**TEXTO PARA LER**
■ ■ ■ ■ ■ ■ ■

Os anos forjaram a capacidade de liderança (que alguns diriam ser quase cruel) e assim que tomou conta das rédeas da empresa, fez três promessas: otimizar a rede de fábricas do grupo, melhorar a qualidade de construção de todos os modelos e expandir a marca para outros segmentos. Despediu toda a gestão da VW, contratou os melhores engenheiros, muitas vezes de forma pouco curial, e deixou claro que todos teriam de implementar a sua visão antes do final dos anos 90.
Foi capaz de dar a volta à situação rapidamente e carros como a quarta geração do Golf, melhoraram de forma brutal a imagem da Volkswagen. Mas Ferdinand Piech queria muito mais e a VW tinha limitações e por isso, Piech desenhou uma estratégia para engordar o grupo e conseguir cobrir cada segmento do mercado. Armado com o dinheiro, entretanto ganho e com o apoio dos acionistas, lançou-se à caça no final dos anos 90. Num repente comprou Rolls Royce, Bentley, Bugatti e Lamborghini em 1988, adquiriu a Scania em 2000. Despachou a Rolls Royce para a BMW de forma célere e apostou forte nas marcas adquiridas, tornando-se muito mais bem-sucedidas depois de serem adquiridas pelo grupo VW.
Piech gostava de ter concorrência interna e tinha a convicção que a Volkswagen poderia, com o carro certo, competir com o Mercedes Classe S e o BMW Série 7 no segmento de luxo. Por isso, lançou o Phaeton, modelo construído numa fábrica envidraçada em Dresden. O modelo provou ser um fracasso, um projeto que não fazia sentido devido à marca Volkswagen. Foi um tremendo erro de Piech, onde a sua intuição a avaliar o mercado falhou redondamente. O orgulho e a teimosia de Piech fez o carro viver entre 2020 e 2016, sempre com resultados paupérrimos, sem que a VW conseguisse recuperar nem um terço do investimento feito.
Outro modelo emblemático do reinado de Piech é o Bugatti Veyron. A paixão pelo automóvel movia o austríaco e durante os anos 90 do século passado, foram lançados vários protótipos de supercarros. Em 1991, supervisionou o desenvolvimento de um carro com motor central traseiro, o Audi Spyder Quattro Concept. Não recebeu luz verde, mas foi por muito pouco. Mais tarde, chegou o Audi Avus com o motor W12, cujo motor acabaria por aparecer no Volkswagen W12 Concept apresentado em 1997. Este modelo chegou a bater vários recordes de velocidade na pista de Nardó, mas as dificuldades do Phaeton fizeram Piech recuar no lançamento de um supercarro VW.

■ ■ ■ ■ ■ ■ ■

**O QUE SE PEDE**
Cite, sem alterações, o trecho do texto sobre Ferdinand Piech que começa nas palavras "Foi capaz de" e termina em "pelo grupo VW.". O material não faz falta para responder.

**LINHAS DE DADOS**
■ ■ ■ ■ ■ ■ ■

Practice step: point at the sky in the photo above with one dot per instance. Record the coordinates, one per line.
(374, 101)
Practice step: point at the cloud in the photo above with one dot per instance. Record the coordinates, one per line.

■ ■ ■ ■ ■ ■ ■

**EM RESPOSTA**
Foi capaz de dar a volta à situação rapidamente e carros como a quarta geração do Golf, melhoraram de forma brutal a imagem da Volkswagen. Mas Ferdinand Piech queria muito mais e a VW tinha limitações e por isso, Piech desenhou uma estratégia para engordar o grupo e conseguir cobrir cada segmento do mercado. Armado com o dinheiro, entretanto ganho e com o apoio dos acionistas, lançou-se à caça no final dos anos 90. Num repente comprou Rolls Royce, Bentley, Bugatti e Lamborghini em 1988, adquiriu a Scania em 2000. Despachou a Rolls Royce para a BMW de forma célere e apostou forte nas marcas adquiridas, tornando-se muito mais bem-sucedidas depois de serem adquiridas pelo grupo VW.